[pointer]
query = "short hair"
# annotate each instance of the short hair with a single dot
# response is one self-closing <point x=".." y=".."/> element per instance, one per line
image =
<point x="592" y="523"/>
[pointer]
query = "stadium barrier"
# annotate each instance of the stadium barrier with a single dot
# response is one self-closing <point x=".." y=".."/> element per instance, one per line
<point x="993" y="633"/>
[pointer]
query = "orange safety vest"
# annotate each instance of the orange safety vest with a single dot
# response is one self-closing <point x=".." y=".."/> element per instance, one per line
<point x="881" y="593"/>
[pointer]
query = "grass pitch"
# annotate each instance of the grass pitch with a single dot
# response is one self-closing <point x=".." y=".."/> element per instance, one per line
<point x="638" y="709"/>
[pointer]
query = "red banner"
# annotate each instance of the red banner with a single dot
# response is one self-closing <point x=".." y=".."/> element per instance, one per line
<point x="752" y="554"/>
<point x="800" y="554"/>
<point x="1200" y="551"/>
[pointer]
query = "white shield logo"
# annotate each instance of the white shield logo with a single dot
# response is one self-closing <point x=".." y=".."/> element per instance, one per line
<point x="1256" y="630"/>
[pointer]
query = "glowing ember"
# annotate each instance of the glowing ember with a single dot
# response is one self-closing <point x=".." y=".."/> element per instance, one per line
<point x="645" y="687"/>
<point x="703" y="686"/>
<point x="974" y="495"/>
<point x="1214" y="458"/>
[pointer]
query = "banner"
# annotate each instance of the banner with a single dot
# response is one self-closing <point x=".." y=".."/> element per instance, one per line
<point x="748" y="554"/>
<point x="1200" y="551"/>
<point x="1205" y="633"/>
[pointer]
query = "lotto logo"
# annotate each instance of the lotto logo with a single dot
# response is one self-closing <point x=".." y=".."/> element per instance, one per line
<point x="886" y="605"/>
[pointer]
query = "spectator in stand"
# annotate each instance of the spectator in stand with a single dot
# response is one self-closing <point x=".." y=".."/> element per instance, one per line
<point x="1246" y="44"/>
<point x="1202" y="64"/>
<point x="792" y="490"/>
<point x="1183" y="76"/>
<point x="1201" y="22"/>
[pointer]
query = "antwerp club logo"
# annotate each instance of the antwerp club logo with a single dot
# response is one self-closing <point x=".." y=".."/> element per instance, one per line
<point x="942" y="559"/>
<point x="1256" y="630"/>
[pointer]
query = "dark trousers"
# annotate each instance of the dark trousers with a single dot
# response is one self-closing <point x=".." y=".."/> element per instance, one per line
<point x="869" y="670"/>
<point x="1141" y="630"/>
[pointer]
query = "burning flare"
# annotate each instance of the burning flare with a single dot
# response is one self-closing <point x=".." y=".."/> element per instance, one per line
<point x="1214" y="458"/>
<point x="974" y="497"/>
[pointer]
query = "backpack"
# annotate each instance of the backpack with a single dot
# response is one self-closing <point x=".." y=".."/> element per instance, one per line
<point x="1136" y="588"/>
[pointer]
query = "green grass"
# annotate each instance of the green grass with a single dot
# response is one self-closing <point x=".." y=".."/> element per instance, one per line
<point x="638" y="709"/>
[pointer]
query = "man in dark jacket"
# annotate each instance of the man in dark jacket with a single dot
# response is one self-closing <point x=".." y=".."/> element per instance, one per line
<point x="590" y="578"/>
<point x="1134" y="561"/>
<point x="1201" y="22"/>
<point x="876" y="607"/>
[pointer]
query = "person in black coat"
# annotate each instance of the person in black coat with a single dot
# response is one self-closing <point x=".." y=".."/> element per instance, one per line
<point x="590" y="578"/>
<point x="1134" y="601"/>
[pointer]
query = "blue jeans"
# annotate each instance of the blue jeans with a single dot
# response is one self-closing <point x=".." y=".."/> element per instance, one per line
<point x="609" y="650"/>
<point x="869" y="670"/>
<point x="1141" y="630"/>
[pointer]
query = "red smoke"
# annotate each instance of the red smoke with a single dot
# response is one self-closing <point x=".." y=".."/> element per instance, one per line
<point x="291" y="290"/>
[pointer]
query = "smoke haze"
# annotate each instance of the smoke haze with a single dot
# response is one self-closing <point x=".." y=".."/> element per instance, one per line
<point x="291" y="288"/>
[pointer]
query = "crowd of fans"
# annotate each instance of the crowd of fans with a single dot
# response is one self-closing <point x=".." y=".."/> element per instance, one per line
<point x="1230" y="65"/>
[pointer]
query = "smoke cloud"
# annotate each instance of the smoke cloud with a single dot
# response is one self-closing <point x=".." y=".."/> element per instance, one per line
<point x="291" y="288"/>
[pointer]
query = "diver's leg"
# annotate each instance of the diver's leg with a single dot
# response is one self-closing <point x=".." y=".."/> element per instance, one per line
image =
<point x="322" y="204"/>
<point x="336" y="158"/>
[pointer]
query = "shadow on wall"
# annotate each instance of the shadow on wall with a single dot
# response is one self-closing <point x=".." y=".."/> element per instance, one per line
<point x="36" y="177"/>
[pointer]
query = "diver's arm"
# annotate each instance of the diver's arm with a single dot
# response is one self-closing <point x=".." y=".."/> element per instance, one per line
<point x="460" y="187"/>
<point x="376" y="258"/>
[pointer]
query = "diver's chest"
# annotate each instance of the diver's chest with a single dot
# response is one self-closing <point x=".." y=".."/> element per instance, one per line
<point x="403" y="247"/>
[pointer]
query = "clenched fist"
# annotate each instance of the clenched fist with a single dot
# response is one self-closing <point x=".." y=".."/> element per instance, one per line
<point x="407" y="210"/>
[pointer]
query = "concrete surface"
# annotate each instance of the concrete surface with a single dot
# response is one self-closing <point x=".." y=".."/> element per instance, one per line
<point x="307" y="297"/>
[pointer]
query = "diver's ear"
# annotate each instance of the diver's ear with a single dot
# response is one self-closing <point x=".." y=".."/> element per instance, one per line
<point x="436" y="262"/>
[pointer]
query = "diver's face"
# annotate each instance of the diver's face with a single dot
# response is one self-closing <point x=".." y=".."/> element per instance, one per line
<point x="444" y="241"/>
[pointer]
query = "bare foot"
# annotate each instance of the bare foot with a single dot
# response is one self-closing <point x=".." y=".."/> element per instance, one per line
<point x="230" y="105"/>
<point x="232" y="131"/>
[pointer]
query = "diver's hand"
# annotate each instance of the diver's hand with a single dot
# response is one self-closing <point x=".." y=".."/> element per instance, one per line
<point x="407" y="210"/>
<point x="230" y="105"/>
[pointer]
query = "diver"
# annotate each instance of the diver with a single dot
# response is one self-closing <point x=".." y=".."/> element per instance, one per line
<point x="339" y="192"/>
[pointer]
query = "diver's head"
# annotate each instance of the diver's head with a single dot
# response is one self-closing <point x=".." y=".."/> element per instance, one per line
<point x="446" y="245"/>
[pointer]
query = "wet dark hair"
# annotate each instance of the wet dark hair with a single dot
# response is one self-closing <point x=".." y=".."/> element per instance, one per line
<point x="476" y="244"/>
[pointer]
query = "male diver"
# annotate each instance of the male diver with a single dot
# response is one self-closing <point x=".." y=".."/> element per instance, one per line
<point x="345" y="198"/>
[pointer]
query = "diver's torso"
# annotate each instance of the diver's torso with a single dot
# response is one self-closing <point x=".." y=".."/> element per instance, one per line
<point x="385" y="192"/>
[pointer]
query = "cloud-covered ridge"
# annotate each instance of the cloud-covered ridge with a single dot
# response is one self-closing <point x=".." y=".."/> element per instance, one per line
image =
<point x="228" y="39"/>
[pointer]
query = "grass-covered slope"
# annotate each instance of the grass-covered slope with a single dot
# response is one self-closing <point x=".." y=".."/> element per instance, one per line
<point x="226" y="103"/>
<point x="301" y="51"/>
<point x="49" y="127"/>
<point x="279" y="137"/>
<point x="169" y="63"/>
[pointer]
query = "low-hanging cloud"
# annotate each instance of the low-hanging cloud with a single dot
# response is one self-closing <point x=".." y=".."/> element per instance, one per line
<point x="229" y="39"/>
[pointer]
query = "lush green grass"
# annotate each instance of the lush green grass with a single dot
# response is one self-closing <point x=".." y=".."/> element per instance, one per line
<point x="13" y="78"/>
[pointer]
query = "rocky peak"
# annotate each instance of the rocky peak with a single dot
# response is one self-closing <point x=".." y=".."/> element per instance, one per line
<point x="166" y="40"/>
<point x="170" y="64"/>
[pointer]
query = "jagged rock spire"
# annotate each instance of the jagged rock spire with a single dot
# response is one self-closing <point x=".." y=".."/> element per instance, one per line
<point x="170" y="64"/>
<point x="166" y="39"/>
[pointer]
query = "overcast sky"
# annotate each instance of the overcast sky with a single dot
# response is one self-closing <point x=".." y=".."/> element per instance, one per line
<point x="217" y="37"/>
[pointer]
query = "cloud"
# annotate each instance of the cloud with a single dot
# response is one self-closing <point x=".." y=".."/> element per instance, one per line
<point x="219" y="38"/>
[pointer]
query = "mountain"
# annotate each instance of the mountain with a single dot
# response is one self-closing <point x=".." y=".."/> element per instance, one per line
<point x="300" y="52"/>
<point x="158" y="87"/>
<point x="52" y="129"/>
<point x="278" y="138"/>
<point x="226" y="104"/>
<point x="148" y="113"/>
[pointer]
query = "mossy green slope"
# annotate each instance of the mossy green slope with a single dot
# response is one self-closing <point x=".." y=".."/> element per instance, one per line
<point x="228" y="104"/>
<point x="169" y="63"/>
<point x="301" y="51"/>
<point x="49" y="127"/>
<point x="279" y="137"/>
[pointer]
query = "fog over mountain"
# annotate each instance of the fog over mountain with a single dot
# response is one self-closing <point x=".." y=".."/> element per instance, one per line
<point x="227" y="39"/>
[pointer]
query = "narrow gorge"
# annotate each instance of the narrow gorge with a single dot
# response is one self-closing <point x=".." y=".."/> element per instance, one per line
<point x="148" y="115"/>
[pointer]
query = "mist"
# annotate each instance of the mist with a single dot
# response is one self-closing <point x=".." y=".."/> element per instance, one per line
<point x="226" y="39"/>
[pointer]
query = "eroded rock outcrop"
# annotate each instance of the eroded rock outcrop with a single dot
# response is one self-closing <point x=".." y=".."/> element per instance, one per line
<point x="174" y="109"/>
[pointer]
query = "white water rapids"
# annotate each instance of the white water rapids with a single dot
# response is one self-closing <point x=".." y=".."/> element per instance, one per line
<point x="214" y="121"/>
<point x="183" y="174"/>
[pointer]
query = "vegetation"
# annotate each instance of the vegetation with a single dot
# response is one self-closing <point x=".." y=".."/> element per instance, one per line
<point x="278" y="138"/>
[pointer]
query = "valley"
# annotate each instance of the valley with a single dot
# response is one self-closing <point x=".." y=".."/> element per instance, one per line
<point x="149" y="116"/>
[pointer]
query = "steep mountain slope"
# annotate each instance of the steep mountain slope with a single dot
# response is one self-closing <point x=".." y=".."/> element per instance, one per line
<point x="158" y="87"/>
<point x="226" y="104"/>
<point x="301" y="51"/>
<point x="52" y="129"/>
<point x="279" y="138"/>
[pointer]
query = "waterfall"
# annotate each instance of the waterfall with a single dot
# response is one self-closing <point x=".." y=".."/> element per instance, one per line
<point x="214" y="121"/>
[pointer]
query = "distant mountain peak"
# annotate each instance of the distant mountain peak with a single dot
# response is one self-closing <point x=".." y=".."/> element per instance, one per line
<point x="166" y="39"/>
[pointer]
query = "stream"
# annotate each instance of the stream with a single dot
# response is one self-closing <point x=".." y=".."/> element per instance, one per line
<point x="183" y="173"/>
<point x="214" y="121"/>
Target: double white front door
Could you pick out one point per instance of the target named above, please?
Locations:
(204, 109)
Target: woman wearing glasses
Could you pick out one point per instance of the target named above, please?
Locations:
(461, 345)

-=-=-=-=-

> _DIRECTIVE_
Output the line holding "Target: double white front door", then every later line through the end of the records above, exactly as given and nothing else.

> _RESULT_
Target: double white front door
Could you pick out one point per instance of the target named above, please?
Locations:
(204, 109)
Target: woman wearing glasses
Could you pick out one point per instance of the target named above, please?
Locations:
(461, 345)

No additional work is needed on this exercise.